> [Task objective]
In the data that follows, count each line holding the string "yellow"; answer with the number only.

Entries taken from a collection
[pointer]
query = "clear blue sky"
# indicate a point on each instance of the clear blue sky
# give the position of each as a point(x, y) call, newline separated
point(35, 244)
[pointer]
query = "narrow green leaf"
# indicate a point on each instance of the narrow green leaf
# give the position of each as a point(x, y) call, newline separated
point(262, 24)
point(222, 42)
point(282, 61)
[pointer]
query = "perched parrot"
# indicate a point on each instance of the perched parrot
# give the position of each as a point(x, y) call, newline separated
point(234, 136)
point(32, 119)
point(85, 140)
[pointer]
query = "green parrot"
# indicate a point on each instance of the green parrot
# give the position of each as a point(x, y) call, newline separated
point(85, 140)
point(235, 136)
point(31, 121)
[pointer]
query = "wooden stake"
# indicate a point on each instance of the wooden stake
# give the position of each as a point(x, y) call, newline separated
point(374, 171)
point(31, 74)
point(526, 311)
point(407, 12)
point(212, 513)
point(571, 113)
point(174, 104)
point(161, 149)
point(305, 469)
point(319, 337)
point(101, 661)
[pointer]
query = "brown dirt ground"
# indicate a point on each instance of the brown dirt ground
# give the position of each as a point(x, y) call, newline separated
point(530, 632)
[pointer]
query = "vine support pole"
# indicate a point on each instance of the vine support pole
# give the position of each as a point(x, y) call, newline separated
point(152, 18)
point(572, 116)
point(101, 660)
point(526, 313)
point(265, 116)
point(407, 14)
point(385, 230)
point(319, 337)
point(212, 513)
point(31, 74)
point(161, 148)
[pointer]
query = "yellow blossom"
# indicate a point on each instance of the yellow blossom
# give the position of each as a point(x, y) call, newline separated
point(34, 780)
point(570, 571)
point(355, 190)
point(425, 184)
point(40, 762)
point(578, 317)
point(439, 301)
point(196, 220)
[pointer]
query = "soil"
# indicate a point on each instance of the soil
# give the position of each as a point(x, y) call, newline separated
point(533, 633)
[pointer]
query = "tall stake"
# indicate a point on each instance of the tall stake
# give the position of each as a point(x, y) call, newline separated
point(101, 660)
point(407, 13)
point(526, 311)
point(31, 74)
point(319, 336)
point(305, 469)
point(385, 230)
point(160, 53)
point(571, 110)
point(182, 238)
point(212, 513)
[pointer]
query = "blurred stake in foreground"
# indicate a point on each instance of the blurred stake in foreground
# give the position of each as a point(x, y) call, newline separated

> [Written solution]
2